* WHAT YOU WILL DO
Rescale the records from the line with "image for woman's" up to and including the line with "[236,157,248,168]": reproduce every line in that span, requests included, but multiply each bounding-box coordinate in the answers by 0.25 and round to the nearest whole number, with halves rounded up.

■ ■ ■ ■ ■ ■ ■

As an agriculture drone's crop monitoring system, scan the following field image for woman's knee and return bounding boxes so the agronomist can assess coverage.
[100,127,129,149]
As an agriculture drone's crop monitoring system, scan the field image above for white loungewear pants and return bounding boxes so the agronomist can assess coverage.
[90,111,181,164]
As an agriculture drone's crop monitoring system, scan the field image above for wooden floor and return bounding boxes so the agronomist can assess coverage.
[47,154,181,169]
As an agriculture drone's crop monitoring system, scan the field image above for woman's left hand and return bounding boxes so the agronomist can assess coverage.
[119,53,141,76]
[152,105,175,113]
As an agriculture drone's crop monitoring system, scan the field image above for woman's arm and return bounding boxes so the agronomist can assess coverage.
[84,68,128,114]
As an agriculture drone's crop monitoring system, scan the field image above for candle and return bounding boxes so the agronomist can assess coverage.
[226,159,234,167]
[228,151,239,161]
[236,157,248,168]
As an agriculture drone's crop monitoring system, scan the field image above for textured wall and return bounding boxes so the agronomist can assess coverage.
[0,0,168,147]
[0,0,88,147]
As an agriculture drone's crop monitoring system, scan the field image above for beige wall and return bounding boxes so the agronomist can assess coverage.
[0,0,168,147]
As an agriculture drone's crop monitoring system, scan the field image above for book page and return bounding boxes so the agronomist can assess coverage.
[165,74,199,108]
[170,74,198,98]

■ ■ ■ ■ ■ ■ ■

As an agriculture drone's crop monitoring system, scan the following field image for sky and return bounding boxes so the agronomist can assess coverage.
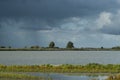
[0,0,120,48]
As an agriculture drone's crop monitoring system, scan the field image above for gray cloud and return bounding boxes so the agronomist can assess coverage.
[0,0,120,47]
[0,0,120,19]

■ ■ ■ ■ ■ ■ ■

* RESULT OF THE EXERCISE
As an agriculture drone's crop monitoring system, scan the following field image for woman's knee and return bounding boxes so the agronomist can assess coverage.
[25,32,32,37]
As an agriculture drone's crop monitoring system, scan the field image above for white loungewear pants and return bounding boxes so the agronomist can assess coverage.
[23,28,45,41]
As an agriculture drone's crop monitoring system, scan the field image above for wooden floor and return bounding boxes so the agronomist can assess coverage.
[12,39,45,42]
As an agriculture drone's crop monitoring system, scan the field image above for woman's left hand and return bounding boxes so the agronomist can assess coverage.
[30,13,35,19]
[38,26,44,28]
As an agriculture drone's crop monitoring system, scan the field image above for woman's arm and return bounding boxes so the agronomist can assess coverage.
[21,17,32,29]
As an agriculture drone's crop monitoring system, scan the field image above for candle and return bounding boxes so the agronomist can assess coverage.
[57,40,59,42]
[57,38,60,40]
[59,39,62,42]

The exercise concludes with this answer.